_Aim_.
Copy every line of the items below word for word, leaving out the pictures.

_Material_.
******

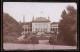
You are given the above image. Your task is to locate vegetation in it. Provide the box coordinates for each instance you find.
[58,6,77,45]
[3,13,22,42]
[30,36,39,44]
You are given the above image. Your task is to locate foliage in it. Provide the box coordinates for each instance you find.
[3,13,22,41]
[58,5,77,45]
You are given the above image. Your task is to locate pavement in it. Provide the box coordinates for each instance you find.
[3,40,77,50]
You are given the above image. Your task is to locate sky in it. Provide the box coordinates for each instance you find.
[3,2,77,22]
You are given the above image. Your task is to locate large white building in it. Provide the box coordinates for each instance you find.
[32,17,50,32]
[22,17,59,35]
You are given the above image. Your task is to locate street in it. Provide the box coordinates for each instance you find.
[3,40,77,50]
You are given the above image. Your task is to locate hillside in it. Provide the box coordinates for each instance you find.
[3,13,22,42]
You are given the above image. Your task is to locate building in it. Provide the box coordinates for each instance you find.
[32,17,50,33]
[50,22,59,34]
[22,17,58,36]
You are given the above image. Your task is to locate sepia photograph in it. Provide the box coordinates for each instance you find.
[2,2,78,50]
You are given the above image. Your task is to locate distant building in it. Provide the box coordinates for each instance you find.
[22,17,59,35]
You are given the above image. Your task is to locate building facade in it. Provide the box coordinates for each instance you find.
[22,17,59,35]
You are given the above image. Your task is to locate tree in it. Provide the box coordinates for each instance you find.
[58,5,77,45]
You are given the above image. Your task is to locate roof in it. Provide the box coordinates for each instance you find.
[32,17,50,22]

******

_Answer_.
You are given the above image. Your task is to locate vegetation in it. Provide the box coordinates for each instance you find.
[58,6,77,45]
[3,13,22,42]
[30,36,39,44]
You are given the above image. Your task is to locate foliage in it. Provide the box coordinates for each instance you find.
[3,13,22,41]
[58,5,77,45]
You are given the above image. Your task is to locate pavement in it. Provide the box coordinates for each instance you find.
[3,40,77,50]
You are given the above image. Your task is to locate sky in it. Provide the box coordinates for each instance you find.
[3,2,77,22]
You are given the above image. Your task is to locate large white building in it. Provide the box coordinates for each instance you find.
[32,17,50,32]
[22,17,59,35]
You are given the above image. Your task is to locate street in it. Provide the box coordinates for each instance you find.
[3,40,77,50]
You are given the above image. Your task is to locate hillside in it. Provide the box coordinates for each instance you find.
[3,13,22,42]
You are given the above image. Your task is to locate building in it. Provide the box coordinates for each instance you find.
[32,17,50,33]
[50,22,59,34]
[22,17,58,36]
You are given the above image. Your task is to locate sepia photograph in it. Provide the box coordinates for each instance you find.
[2,2,78,50]
You are given the above image. Your task is to locate distant building in it. Provide the box coordinates for each instance you find.
[22,17,59,35]
You are given the above image. Your task is to locate building facade in it. Provide the box coordinates for each instance you find.
[22,17,59,35]
You are given the above image. Your task is to locate tree in it. Provide the box coordinates for each instance you find.
[58,5,77,45]
You are given the above image. Your task is to locate roof in it. Provide the box coordinates for each instance you find.
[32,17,50,22]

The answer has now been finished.